▸ **Data for this task**
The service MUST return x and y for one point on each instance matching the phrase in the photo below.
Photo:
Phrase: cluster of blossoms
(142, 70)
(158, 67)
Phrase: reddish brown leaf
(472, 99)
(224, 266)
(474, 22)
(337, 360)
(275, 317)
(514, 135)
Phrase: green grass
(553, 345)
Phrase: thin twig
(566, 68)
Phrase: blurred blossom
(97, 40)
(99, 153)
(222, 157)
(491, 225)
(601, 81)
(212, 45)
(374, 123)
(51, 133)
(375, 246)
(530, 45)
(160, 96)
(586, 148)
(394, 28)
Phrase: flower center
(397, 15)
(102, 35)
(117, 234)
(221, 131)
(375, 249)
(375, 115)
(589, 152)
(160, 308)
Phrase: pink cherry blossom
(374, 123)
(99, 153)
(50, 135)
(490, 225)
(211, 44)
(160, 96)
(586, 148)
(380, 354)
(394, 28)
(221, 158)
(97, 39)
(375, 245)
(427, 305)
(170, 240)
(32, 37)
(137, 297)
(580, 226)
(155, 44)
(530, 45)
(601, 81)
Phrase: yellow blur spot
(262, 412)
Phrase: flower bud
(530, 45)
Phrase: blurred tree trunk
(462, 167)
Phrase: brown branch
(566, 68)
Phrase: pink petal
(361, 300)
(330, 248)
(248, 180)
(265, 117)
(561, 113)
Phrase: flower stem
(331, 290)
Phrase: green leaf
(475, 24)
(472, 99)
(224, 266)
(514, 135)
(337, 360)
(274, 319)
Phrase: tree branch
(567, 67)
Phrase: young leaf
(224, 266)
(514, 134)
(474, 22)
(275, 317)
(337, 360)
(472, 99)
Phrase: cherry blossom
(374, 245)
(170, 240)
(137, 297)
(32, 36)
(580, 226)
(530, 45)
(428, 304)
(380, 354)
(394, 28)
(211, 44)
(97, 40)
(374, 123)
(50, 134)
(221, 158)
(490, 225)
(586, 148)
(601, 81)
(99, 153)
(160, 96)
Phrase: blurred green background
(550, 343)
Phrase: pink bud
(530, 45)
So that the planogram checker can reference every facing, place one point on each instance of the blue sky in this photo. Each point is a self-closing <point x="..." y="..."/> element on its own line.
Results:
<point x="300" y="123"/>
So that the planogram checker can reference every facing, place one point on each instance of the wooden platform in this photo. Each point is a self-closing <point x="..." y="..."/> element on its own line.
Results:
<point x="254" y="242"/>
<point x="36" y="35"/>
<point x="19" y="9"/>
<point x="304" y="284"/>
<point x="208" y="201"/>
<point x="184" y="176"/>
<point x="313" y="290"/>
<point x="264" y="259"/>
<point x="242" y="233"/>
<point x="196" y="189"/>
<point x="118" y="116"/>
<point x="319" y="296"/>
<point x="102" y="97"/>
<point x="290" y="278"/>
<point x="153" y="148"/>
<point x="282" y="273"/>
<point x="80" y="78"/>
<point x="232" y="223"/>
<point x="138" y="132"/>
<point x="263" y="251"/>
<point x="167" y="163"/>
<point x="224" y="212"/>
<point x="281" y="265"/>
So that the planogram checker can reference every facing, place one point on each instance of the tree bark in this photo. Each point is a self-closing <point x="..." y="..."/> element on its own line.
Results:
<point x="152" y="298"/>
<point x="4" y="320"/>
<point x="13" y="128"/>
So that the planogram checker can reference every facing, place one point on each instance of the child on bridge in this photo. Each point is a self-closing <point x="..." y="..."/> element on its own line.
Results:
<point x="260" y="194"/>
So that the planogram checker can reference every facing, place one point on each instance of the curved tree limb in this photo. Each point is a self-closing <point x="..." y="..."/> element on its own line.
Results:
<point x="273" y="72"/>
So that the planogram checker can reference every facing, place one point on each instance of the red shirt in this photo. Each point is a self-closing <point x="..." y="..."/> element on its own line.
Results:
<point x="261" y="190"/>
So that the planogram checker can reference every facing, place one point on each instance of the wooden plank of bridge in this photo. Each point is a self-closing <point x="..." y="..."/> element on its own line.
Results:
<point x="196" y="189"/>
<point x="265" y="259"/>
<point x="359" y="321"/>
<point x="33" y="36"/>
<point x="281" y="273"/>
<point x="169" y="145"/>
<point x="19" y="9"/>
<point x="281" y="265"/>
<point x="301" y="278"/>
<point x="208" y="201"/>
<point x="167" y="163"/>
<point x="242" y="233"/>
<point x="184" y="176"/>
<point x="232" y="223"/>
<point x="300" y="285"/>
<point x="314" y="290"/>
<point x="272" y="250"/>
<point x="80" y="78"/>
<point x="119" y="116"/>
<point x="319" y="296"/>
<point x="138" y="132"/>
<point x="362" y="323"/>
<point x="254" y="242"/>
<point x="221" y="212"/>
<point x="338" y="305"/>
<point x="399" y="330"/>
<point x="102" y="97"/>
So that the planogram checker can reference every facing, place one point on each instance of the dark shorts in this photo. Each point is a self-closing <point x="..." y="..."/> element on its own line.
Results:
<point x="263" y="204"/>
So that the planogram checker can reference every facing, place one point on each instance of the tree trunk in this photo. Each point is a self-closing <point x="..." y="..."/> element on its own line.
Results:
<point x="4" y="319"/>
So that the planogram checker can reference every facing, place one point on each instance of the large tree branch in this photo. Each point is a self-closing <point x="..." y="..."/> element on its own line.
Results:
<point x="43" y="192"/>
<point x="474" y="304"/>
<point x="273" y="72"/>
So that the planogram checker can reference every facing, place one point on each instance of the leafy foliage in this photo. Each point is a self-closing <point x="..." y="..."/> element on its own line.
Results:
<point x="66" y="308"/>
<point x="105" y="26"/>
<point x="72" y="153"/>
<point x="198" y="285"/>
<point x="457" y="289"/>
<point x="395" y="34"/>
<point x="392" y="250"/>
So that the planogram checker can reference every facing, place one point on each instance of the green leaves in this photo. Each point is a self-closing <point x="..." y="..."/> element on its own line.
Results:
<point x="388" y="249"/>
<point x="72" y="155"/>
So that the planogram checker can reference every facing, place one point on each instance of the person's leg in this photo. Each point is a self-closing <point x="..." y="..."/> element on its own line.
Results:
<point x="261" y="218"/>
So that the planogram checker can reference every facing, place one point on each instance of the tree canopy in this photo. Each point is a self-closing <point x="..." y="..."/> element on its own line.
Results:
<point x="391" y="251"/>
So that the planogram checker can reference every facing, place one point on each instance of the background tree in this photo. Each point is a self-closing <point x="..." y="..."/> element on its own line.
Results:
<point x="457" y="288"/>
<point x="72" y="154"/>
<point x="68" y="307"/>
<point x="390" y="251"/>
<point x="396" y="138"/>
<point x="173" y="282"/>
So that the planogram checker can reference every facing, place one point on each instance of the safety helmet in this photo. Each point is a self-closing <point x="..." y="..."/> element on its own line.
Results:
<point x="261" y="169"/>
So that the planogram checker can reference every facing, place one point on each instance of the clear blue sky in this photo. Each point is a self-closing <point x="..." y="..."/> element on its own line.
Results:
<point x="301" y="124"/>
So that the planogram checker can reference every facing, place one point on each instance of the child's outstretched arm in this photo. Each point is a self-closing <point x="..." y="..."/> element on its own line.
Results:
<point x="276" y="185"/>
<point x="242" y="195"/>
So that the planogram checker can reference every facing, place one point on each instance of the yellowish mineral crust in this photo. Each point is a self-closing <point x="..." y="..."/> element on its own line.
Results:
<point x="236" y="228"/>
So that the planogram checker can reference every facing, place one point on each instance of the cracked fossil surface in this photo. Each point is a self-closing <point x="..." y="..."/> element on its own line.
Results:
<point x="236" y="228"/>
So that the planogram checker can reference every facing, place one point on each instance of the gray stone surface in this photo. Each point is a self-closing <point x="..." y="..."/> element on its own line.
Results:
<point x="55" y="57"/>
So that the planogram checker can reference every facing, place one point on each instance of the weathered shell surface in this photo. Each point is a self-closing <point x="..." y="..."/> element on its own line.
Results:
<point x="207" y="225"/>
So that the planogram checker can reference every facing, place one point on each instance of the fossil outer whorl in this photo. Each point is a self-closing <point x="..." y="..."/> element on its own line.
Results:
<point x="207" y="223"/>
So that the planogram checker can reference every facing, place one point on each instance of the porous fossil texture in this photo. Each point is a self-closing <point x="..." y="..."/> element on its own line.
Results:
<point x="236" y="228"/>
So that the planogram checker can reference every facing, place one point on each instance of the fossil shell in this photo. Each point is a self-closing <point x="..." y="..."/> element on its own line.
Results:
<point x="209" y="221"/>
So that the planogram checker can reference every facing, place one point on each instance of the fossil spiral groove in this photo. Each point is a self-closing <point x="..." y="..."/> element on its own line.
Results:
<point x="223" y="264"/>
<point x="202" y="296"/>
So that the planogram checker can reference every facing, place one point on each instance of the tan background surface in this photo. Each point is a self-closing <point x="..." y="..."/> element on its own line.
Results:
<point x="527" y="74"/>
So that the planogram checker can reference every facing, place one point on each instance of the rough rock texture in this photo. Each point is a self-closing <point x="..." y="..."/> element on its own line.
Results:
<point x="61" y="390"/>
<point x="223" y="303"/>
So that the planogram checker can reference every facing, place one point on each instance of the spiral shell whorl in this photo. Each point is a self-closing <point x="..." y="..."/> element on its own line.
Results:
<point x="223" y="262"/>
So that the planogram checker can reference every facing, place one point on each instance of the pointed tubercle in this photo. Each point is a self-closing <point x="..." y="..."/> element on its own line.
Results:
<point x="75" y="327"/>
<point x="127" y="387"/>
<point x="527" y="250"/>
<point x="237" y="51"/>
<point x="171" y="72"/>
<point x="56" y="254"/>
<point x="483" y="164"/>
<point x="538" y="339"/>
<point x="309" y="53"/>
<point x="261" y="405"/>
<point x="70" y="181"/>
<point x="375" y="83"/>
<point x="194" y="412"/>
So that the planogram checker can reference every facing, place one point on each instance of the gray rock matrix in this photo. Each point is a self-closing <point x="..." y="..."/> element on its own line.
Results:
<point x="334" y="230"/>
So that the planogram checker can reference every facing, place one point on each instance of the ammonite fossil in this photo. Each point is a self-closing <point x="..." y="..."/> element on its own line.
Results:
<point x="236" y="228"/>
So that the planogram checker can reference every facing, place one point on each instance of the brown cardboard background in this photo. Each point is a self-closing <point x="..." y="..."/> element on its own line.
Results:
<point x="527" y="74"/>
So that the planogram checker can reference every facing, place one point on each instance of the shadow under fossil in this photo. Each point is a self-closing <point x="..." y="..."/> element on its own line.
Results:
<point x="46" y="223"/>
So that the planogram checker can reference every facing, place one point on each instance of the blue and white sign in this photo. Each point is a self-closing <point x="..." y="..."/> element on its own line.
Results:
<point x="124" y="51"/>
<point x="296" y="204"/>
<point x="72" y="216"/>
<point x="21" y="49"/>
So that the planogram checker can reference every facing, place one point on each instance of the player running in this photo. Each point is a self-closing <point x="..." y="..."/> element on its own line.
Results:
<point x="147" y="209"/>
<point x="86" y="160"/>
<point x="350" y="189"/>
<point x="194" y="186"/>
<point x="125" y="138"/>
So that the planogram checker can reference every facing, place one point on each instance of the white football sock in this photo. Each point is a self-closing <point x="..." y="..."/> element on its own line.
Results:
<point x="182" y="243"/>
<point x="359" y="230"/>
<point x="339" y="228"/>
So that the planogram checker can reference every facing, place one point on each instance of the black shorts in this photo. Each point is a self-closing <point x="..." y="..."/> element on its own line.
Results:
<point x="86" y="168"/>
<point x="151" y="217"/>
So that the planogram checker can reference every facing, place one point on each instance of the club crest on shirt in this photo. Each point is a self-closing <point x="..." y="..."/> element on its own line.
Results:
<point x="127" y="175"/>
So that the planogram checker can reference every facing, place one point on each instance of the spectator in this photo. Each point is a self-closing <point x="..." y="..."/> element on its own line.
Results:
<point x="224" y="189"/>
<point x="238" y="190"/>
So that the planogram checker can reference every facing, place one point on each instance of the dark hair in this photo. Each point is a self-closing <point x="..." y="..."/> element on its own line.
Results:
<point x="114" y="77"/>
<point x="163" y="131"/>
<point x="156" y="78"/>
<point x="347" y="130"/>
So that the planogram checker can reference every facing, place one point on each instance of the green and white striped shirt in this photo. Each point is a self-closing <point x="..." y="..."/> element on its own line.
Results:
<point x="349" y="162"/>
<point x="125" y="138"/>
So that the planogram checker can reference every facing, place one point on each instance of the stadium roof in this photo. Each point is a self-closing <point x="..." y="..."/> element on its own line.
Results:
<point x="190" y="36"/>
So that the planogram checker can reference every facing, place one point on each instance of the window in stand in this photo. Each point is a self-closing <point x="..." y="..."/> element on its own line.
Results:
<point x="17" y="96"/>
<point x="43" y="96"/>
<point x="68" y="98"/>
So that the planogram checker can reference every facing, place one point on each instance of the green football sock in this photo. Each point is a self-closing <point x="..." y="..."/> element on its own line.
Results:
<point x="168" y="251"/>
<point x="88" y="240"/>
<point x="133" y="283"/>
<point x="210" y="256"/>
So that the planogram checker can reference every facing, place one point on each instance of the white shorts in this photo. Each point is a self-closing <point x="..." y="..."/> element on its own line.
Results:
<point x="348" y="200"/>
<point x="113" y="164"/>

▸ **Problem statement**
Looking through the data above, copy out each line in which the string "fossil" occurs.

▸ **Solution to the exercise**
So that the planogram checker can reference every facing, place one point on each instance of the cracked fossil surface in this photo. Each point is a self-closing <point x="..." y="..."/> element on its own line.
So that the planogram checker can reference every facing, place one point on each instance of the fossil outer whorl in this photo. Each point is a self-closing <point x="..." y="..."/> element on its own line.
So that the planogram checker can reference every facing, place one point on each instance of the porous fossil texture in this photo. Each point is a self-closing <point x="..." y="..."/> element on its own line.
So that the planogram checker can reference every facing, place one point on each instance of the fossil shell in this photo. Each point is a self-closing <point x="..." y="..."/> element on its own line.
So that the planogram checker can reference every facing, place one point on each instance of the fossil spiral groove in this photo. Each point is a self-closing <point x="..." y="..."/> element on its own line.
So that the planogram checker can reference every facing, place one point on each instance of the ammonite fossil in this photo. Each point is a self-closing <point x="..." y="..."/> element on its own line.
So that the planogram checker can reference every facing, place one point on each instance of the shadow under fossil in this photo. Each point is a self-closing <point x="..." y="..."/> element on its own line.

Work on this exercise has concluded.